Records from a data source
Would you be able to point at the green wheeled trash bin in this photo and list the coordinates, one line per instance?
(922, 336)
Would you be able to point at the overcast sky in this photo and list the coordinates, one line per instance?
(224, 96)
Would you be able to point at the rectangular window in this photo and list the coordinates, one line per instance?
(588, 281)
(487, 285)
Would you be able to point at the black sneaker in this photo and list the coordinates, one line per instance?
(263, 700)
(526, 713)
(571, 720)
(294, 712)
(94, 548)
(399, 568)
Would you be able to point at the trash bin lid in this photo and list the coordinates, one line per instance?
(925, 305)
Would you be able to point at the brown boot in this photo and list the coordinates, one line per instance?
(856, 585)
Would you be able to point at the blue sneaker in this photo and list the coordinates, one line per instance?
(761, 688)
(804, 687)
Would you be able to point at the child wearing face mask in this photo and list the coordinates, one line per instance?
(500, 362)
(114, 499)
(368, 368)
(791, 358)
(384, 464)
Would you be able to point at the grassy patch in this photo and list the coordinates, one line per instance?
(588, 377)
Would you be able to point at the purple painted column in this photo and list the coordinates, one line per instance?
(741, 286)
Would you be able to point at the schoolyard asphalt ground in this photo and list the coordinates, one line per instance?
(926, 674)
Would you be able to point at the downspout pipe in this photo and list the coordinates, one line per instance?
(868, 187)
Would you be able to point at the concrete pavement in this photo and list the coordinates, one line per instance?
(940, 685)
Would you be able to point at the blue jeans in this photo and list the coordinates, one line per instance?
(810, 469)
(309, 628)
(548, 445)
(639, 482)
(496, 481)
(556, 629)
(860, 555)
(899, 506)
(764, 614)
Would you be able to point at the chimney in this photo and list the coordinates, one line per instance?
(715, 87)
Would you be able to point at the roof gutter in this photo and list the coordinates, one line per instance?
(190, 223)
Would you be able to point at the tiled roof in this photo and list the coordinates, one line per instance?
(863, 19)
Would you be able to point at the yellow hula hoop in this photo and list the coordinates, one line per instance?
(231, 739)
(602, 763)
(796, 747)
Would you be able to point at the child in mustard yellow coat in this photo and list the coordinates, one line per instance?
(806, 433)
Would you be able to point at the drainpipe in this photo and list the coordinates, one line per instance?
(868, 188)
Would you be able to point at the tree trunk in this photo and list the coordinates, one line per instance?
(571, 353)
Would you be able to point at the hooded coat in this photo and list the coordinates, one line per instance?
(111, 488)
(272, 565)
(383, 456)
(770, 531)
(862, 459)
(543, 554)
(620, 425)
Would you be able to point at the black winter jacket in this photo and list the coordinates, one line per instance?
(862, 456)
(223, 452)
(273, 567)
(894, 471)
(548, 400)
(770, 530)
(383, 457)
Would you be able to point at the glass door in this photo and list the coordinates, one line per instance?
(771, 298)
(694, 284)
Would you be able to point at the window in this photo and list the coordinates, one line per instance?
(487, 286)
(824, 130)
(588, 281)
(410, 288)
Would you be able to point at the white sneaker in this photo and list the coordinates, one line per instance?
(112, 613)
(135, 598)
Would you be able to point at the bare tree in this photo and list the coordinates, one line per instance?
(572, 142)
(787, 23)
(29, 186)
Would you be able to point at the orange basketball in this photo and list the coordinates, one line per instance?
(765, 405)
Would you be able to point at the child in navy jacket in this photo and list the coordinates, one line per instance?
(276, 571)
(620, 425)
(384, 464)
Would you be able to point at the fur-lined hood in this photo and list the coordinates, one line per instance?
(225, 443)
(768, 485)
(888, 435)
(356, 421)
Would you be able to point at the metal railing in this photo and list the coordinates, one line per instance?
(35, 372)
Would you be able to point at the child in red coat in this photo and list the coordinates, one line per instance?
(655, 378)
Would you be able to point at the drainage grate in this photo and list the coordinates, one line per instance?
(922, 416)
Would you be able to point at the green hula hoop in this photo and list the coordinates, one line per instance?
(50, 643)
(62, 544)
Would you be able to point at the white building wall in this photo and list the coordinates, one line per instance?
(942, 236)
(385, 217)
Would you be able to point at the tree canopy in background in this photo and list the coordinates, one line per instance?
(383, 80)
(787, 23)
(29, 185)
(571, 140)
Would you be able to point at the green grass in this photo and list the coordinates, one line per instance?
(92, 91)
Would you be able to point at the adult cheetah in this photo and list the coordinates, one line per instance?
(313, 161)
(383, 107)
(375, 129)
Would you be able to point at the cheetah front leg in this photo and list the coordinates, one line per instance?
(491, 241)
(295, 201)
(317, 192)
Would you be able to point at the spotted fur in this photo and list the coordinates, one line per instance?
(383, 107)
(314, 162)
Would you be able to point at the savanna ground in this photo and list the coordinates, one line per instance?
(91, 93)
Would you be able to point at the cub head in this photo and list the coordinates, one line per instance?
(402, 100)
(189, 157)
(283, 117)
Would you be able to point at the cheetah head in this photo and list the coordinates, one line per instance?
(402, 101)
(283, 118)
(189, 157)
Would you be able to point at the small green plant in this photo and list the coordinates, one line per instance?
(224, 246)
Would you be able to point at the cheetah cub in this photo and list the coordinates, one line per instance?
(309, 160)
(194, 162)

• [PROBLEM TO SOLVE]:
Lay out the data as a JSON list of strings with one string per line, leaving out blank lines. Begin at the line containing "Would you be able to point at the child in red" and continue through the end of the data.

• [ANSWER TO THIS EXERCISE]:
[
  "Would you be able to point at the child in red coat in this photo and list the coordinates, one line per instance?",
  "(655, 378)",
  "Would you be able to point at the drainage grate in this photo and list the coordinates, one line per instance?",
  "(922, 416)",
  "Would you be able to point at the green hula hoop in this photo and list the coordinates, one line per instance?",
  "(50, 643)",
  "(62, 544)",
  "Would you be able to point at the white building wall in this photo and list the coordinates, one line per instance?",
  "(942, 236)",
  "(385, 217)",
  "Would you be able to point at the tree canopy in background in this photo and list the coordinates, one line per instance?",
  "(383, 80)",
  "(787, 23)",
  "(29, 185)",
  "(571, 140)",
  "Would you be able to point at the green grass in this photo and list the coordinates, one line per instance?",
  "(92, 91)",
  "Would you be able to point at the adult cheetah in this photo and list the coordinates, one line per instance?",
  "(313, 161)",
  "(383, 107)",
  "(375, 129)",
  "Would you be able to point at the cheetah front leg in this photo and list the coordinates, one line per instance?",
  "(491, 241)",
  "(295, 201)",
  "(317, 192)",
  "Would you be able to point at the spotted fur in this photo and list the coordinates, one line per instance?",
  "(383, 107)",
  "(314, 162)",
  "Would you be able to point at the savanna ground in this photo and list the coordinates, one line per instance?",
  "(91, 93)",
  "Would you be able to point at the cub head in this photo and list the coordinates, one line per instance?",
  "(402, 100)",
  "(189, 157)",
  "(283, 117)",
  "Would you be able to point at the cheetah head in this photo and list the coordinates, one line per instance?",
  "(402, 101)",
  "(283, 118)",
  "(189, 157)",
  "Would you be able to point at the small green plant in this photo and list the coordinates, one line per instance?",
  "(224, 246)",
  "Would you be able to point at the cheetah cub in this photo and list the coordinates, one line per instance?",
  "(309, 160)",
  "(194, 162)"
]